__Task brief__.
From the line with "Provide one point per instance of the dense" through the final line, please write out the listing exactly, including both of those lines.

__Records shown__.

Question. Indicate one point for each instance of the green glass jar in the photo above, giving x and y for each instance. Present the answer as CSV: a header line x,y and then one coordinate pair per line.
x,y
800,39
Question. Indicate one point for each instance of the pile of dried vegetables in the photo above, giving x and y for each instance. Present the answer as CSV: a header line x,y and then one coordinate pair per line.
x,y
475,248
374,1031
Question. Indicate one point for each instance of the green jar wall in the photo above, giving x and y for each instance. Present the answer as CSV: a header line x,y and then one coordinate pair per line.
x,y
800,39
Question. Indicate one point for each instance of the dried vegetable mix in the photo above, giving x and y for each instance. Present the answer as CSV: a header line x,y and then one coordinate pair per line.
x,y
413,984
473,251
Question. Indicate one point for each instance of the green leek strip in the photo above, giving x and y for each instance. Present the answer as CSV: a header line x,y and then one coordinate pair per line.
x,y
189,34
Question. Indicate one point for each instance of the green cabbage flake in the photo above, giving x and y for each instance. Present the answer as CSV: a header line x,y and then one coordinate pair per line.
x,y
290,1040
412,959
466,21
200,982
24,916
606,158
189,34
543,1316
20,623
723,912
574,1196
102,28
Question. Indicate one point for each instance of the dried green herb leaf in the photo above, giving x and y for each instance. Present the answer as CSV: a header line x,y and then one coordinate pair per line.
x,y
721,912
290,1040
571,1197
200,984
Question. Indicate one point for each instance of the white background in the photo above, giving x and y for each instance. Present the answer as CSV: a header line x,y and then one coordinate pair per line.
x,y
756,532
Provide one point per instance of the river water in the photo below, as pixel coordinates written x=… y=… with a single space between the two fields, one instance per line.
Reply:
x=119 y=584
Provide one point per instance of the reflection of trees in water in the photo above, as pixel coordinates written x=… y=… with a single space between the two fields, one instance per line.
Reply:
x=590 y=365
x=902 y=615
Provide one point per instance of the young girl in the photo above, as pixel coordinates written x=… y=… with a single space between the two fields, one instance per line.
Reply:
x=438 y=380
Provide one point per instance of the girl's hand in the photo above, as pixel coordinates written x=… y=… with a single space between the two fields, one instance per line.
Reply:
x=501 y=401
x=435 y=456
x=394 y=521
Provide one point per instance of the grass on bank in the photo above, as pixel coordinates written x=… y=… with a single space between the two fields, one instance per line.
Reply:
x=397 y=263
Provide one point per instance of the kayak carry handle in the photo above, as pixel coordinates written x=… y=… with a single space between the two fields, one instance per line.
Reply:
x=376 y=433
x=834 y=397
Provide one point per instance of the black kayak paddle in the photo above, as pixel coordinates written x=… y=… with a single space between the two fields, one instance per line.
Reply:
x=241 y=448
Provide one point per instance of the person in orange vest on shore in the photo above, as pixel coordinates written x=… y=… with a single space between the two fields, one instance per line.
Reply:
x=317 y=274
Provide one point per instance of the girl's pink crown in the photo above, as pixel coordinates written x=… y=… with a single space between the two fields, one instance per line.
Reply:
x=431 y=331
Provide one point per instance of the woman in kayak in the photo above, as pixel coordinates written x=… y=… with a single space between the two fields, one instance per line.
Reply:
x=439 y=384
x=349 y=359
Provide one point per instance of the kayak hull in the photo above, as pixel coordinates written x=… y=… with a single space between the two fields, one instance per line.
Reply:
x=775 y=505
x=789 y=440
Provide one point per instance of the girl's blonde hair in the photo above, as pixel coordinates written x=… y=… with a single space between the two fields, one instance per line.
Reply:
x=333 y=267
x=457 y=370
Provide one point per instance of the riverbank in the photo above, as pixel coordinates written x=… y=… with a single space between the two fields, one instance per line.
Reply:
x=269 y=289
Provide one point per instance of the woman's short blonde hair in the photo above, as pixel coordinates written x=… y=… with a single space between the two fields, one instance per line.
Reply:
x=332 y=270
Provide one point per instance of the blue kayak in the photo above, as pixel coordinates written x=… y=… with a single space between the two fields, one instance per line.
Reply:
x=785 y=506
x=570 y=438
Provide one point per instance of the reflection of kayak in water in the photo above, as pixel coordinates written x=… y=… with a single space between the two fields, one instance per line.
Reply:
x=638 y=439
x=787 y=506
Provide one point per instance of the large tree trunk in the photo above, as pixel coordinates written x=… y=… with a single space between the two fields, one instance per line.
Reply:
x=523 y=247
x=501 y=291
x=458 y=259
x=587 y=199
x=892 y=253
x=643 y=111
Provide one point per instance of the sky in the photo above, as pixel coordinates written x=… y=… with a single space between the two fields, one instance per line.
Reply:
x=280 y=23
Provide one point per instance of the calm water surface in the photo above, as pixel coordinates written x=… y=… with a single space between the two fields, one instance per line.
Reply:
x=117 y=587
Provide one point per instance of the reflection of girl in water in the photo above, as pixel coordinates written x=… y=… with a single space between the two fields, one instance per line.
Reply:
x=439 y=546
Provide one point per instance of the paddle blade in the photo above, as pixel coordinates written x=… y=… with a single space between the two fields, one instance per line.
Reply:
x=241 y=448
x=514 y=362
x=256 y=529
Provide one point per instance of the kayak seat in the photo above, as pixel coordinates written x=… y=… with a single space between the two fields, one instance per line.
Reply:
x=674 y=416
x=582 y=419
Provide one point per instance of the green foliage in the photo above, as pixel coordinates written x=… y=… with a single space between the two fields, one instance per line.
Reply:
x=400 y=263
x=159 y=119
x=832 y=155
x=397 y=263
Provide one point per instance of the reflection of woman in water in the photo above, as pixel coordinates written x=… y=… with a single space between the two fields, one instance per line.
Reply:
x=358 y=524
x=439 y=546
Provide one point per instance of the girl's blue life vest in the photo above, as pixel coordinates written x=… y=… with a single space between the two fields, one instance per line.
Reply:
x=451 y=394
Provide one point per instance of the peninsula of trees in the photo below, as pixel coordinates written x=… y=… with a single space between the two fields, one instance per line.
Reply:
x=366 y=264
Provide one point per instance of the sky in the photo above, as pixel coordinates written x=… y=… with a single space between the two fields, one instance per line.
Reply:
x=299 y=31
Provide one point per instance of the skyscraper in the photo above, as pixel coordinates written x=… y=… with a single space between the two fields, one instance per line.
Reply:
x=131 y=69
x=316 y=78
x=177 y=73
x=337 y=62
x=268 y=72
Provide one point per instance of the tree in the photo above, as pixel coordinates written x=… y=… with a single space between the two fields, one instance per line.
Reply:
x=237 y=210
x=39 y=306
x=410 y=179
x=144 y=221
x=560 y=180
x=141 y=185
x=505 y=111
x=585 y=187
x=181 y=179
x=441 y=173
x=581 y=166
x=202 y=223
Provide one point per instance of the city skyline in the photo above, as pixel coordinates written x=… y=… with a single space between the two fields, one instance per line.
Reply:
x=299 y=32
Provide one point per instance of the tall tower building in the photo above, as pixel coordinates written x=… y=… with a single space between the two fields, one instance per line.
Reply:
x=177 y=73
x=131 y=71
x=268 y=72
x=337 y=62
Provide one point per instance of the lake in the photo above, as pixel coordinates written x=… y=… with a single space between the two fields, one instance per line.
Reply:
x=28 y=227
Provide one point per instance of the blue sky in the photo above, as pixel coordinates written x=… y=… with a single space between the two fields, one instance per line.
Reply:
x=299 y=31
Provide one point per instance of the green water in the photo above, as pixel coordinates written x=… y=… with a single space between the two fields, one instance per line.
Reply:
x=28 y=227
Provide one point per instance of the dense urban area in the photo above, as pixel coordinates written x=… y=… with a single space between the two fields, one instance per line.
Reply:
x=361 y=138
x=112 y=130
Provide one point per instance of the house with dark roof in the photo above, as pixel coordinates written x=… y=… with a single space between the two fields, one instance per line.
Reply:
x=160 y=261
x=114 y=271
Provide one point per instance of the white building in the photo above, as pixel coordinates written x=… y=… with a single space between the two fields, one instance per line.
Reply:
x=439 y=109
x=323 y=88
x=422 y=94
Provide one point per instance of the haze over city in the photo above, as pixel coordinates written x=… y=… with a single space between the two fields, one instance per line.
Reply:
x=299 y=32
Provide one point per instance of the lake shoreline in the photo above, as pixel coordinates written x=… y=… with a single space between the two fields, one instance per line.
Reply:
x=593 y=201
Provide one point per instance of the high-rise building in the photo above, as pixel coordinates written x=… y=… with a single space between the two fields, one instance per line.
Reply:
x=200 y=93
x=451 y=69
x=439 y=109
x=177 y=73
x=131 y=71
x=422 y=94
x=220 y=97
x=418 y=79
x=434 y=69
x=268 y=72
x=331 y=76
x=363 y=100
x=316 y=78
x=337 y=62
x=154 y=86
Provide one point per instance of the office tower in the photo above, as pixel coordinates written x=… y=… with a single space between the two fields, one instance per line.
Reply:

__Solution to the exercise__.
Provide one point per instance of the dense urban area in the photo above, as pixel coordinates written x=… y=… with a single space between the two fields, one instance per line.
Reply:
x=361 y=138
x=112 y=130
Provide one point per instance of the house with dark roof in the photo above, as pixel coordinates written x=… y=… with a single space between the two fields, one instance per line.
Reply:
x=160 y=261
x=114 y=271
Provide one point per instance of the white building in the photo above, as pixel coordinates written x=… y=… with a single space between the two fields, one instance per line.
Reply:
x=439 y=109
x=323 y=88
x=422 y=94
Provide one point per instance of the haze over city in the photo above, as pixel coordinates written x=… y=… with a single space between the two fields, one instance per line.
Reply:
x=299 y=32
Provide one point per instance of the lake shoreline in the photo above, as pixel coordinates written x=… y=… with a single space between the two fields, one instance per line.
Reply:
x=593 y=201
Provide one point per instance of the high-rise building in the photo above, as pixel coordinates written x=… y=… with a single space between the two fields, one instance per line.
Reply:
x=200 y=93
x=451 y=69
x=439 y=109
x=177 y=73
x=131 y=71
x=422 y=94
x=220 y=97
x=418 y=79
x=434 y=69
x=268 y=72
x=331 y=76
x=363 y=100
x=316 y=78
x=337 y=62
x=154 y=86
Provide one point per instance of the office tower in the photo above, as pixel coordinates written x=… y=… with a single space between the two fields, one instance per line.
Reply:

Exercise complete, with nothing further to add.